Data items
________________________________________

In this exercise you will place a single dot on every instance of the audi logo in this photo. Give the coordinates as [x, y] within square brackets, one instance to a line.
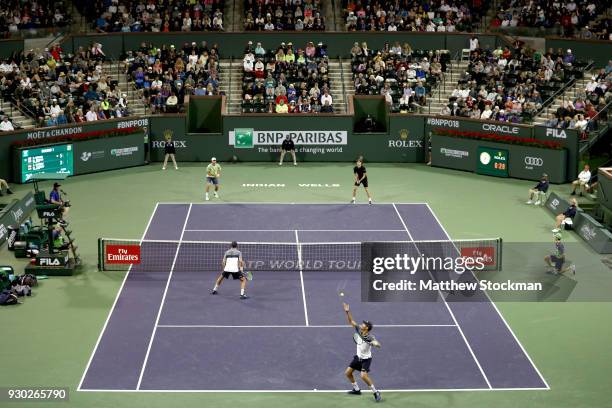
[534, 161]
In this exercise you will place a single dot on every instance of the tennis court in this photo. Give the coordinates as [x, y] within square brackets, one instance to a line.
[165, 332]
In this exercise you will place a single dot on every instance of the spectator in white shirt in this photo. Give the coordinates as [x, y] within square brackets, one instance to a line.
[91, 115]
[326, 97]
[583, 180]
[6, 125]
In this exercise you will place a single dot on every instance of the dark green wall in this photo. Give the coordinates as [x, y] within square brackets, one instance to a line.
[7, 47]
[597, 50]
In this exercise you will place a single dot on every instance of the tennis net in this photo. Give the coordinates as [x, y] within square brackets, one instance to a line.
[202, 256]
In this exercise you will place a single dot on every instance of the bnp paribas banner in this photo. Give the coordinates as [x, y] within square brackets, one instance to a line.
[315, 142]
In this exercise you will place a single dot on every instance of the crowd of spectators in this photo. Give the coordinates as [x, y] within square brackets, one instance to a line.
[18, 15]
[277, 15]
[405, 77]
[511, 85]
[414, 15]
[572, 16]
[165, 77]
[154, 16]
[582, 112]
[286, 79]
[58, 88]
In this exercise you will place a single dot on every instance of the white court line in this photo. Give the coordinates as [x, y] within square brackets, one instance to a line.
[313, 391]
[299, 249]
[291, 230]
[110, 312]
[446, 304]
[332, 326]
[161, 305]
[283, 203]
[495, 307]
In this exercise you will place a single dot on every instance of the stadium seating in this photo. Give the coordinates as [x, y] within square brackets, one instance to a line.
[415, 15]
[286, 78]
[404, 76]
[20, 15]
[166, 76]
[283, 15]
[511, 85]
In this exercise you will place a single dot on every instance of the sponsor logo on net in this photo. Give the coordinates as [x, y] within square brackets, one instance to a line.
[512, 130]
[459, 154]
[403, 141]
[160, 144]
[531, 162]
[125, 151]
[443, 122]
[554, 204]
[248, 138]
[485, 158]
[556, 133]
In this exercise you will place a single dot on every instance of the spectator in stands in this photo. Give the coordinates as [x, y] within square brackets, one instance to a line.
[285, 15]
[154, 16]
[391, 15]
[539, 191]
[583, 179]
[567, 216]
[6, 125]
[4, 185]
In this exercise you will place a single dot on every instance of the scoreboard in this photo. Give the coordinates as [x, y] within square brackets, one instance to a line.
[48, 159]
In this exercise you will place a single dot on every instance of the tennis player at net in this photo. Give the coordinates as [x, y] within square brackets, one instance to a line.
[363, 359]
[233, 266]
[287, 146]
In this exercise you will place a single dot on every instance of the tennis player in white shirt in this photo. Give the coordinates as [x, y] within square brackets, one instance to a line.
[233, 266]
[363, 359]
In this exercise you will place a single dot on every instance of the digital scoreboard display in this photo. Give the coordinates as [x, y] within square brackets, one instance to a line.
[48, 159]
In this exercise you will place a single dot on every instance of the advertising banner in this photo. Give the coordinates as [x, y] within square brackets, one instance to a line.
[109, 153]
[492, 162]
[15, 213]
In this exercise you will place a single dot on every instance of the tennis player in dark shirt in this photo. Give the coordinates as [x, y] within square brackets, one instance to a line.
[287, 146]
[361, 178]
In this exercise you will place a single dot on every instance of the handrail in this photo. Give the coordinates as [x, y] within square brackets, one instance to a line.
[571, 83]
[342, 79]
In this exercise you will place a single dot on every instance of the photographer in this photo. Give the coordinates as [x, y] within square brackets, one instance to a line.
[55, 197]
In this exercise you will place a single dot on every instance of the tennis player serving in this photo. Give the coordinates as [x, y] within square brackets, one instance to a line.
[213, 172]
[361, 178]
[363, 359]
[233, 266]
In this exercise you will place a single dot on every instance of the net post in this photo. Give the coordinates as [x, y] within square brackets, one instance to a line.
[100, 255]
[499, 253]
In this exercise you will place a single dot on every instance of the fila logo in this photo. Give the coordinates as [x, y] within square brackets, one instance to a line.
[50, 261]
[556, 133]
[534, 161]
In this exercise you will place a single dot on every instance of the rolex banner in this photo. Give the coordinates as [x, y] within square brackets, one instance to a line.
[492, 162]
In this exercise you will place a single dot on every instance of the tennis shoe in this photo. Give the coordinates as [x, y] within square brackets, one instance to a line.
[377, 396]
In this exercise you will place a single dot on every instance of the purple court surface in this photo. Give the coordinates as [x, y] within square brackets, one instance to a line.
[166, 333]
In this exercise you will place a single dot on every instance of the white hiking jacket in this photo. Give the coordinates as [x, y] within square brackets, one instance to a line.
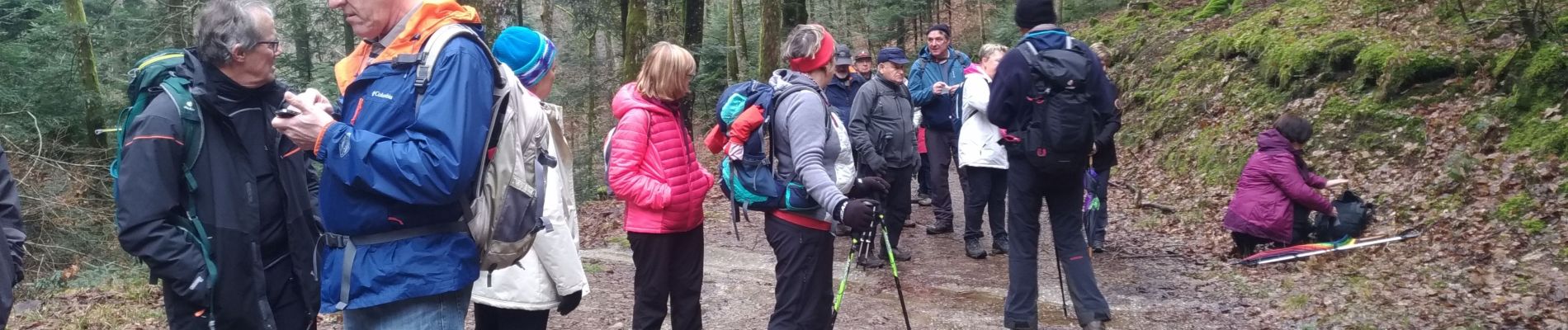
[977, 138]
[552, 268]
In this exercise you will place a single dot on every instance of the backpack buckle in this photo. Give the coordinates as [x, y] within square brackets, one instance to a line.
[408, 59]
[336, 239]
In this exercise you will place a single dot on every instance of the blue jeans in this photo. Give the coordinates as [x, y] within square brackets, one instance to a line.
[439, 312]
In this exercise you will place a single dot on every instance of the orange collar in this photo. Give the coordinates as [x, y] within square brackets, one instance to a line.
[425, 21]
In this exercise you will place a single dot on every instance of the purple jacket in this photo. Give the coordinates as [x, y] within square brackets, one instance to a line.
[1270, 185]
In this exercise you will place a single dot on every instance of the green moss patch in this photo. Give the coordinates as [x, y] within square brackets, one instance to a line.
[1367, 124]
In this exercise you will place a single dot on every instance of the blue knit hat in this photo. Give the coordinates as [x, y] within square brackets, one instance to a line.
[527, 52]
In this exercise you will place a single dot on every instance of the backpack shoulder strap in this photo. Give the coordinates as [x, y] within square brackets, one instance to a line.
[430, 54]
[770, 120]
[191, 132]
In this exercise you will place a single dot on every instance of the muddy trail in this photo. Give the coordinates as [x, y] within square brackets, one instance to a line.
[1148, 282]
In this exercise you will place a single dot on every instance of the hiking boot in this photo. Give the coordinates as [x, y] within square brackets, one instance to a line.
[940, 229]
[1095, 326]
[972, 249]
[872, 263]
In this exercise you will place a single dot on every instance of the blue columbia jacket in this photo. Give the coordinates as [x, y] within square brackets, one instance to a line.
[391, 165]
[938, 111]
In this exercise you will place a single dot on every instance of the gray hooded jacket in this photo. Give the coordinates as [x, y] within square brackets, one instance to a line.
[801, 153]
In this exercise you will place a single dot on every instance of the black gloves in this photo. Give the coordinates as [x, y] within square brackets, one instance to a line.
[569, 302]
[867, 186]
[858, 213]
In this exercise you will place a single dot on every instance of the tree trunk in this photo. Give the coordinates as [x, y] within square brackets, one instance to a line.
[546, 16]
[740, 33]
[303, 38]
[87, 71]
[632, 31]
[348, 40]
[731, 59]
[693, 21]
[768, 38]
[177, 24]
[794, 15]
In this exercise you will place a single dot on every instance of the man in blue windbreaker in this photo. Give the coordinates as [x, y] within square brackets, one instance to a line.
[399, 166]
[933, 87]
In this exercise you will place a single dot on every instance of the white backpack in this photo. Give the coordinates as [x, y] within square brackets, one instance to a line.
[508, 199]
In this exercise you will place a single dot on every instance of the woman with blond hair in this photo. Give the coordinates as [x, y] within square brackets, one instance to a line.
[806, 139]
[653, 166]
[980, 153]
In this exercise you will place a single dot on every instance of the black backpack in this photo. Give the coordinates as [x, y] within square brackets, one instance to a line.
[1062, 120]
[1355, 214]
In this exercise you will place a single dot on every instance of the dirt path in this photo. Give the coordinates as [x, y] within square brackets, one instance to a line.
[1148, 288]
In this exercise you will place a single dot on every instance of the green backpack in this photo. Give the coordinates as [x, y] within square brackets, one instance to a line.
[154, 77]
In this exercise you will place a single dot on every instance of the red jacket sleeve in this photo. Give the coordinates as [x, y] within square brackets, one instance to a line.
[745, 124]
[626, 163]
[1283, 172]
[714, 141]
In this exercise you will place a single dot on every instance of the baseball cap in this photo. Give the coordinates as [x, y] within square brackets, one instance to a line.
[891, 55]
[841, 55]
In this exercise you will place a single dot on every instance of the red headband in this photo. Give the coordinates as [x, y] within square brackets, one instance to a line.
[820, 59]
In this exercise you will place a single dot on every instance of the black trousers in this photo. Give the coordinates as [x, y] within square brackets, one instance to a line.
[8, 279]
[987, 191]
[942, 149]
[1064, 196]
[897, 200]
[289, 309]
[803, 276]
[668, 274]
[1301, 230]
[496, 318]
[924, 176]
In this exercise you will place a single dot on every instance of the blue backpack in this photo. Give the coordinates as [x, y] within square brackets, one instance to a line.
[752, 182]
[154, 75]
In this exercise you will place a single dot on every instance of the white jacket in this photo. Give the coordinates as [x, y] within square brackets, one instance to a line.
[552, 268]
[977, 138]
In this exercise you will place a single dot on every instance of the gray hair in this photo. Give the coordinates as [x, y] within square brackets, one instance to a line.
[991, 50]
[228, 24]
[803, 41]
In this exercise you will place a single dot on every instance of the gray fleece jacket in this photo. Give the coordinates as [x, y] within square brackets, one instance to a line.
[801, 153]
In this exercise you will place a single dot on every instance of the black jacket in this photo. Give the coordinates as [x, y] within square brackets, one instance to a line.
[1013, 82]
[151, 195]
[883, 125]
[12, 227]
[12, 216]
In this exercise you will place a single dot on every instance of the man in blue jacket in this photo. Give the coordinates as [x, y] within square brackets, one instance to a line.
[1029, 186]
[933, 87]
[399, 166]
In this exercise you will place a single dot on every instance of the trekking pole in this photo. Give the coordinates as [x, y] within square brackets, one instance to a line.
[894, 265]
[734, 218]
[844, 280]
[1062, 286]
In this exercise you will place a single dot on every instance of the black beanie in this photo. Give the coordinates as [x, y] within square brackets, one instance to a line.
[1034, 13]
[1294, 129]
[946, 30]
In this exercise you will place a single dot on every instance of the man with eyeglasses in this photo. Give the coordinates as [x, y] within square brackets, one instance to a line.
[248, 188]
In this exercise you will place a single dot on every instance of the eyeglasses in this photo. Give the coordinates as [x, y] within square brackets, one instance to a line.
[270, 45]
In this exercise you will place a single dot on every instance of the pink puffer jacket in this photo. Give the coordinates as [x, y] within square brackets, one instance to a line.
[653, 166]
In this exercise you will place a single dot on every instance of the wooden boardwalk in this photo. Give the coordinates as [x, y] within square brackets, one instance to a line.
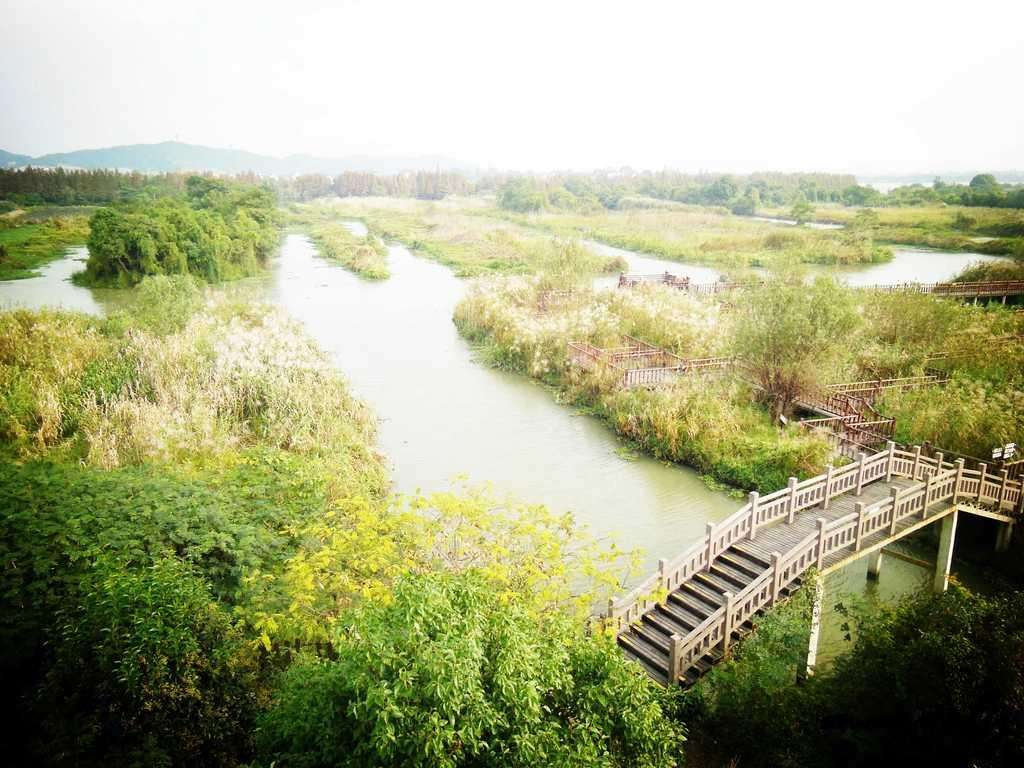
[1003, 289]
[679, 622]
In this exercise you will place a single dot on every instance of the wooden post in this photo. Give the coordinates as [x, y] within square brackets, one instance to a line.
[727, 632]
[753, 498]
[1004, 537]
[947, 538]
[828, 471]
[861, 458]
[894, 498]
[675, 645]
[709, 559]
[821, 542]
[775, 577]
[875, 565]
[812, 645]
[1003, 489]
[792, 505]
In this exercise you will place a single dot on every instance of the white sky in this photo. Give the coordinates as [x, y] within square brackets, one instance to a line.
[868, 87]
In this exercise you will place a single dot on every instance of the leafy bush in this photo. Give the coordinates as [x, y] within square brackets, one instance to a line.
[147, 670]
[215, 231]
[451, 675]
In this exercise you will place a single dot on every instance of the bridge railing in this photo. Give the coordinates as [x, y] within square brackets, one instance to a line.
[937, 481]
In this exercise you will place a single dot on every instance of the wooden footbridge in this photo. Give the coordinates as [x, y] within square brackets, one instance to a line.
[682, 620]
[636, 363]
[1000, 289]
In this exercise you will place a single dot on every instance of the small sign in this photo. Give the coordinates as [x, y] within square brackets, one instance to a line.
[1005, 452]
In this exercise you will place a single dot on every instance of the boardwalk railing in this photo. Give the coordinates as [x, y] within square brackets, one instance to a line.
[640, 364]
[937, 482]
[980, 289]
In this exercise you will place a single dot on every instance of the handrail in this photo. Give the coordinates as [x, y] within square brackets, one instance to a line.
[936, 481]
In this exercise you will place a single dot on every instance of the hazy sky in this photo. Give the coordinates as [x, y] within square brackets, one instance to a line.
[869, 87]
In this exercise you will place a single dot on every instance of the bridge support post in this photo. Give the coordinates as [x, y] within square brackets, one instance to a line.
[891, 461]
[828, 471]
[821, 542]
[812, 645]
[875, 565]
[1004, 537]
[861, 460]
[727, 631]
[675, 645]
[947, 537]
[1004, 479]
[792, 504]
[709, 554]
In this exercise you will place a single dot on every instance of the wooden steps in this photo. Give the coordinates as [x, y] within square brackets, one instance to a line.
[646, 641]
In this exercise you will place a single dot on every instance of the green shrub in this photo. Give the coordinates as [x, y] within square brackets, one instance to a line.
[147, 670]
[450, 675]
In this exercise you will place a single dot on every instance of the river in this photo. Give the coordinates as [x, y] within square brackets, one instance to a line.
[444, 416]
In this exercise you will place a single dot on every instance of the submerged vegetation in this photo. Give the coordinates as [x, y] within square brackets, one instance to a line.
[365, 256]
[193, 505]
[471, 245]
[24, 247]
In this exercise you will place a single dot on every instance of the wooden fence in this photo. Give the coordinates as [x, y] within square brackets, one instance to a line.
[937, 481]
[640, 364]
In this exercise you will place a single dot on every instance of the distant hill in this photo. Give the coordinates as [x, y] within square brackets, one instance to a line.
[175, 156]
[8, 159]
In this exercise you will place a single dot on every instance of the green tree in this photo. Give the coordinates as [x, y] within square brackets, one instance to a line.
[802, 211]
[791, 334]
[984, 182]
[452, 675]
[148, 671]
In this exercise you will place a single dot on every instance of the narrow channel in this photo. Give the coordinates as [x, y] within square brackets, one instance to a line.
[445, 417]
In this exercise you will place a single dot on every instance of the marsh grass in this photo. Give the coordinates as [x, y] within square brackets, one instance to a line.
[365, 256]
[26, 247]
[706, 236]
[451, 231]
[709, 423]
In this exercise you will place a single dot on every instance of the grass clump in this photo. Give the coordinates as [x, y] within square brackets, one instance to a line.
[365, 256]
[453, 233]
[25, 247]
[708, 423]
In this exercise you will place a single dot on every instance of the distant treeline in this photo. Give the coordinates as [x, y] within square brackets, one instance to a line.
[29, 186]
[422, 184]
[741, 195]
[215, 229]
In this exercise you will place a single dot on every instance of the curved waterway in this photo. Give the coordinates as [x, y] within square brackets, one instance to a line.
[443, 416]
[53, 289]
[907, 265]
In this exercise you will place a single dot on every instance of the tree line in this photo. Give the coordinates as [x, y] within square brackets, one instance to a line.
[214, 230]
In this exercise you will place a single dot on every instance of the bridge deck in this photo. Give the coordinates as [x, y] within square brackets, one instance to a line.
[682, 620]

________________________________________

Directions for this task:
Give again, word for word, every line from the one holding "of the curved" to the end of the data.

Output of the task:
In this exercise you will place a single dot on every instance of the curved waterway in this photo. Give the coordinates as [x, y] within square brackets, one instance to a line.
[443, 416]
[53, 289]
[907, 265]
In this exercise you will place a single dot on every instance of the tree line in this photo. Give the coordinates as [x, y] within square brackets, one instance to a line.
[214, 230]
In this exercise you will place a single dot on every instance of the bridge deck in this photo. Give the coordinates as [x, y] within square brackets, one instance to a line.
[682, 620]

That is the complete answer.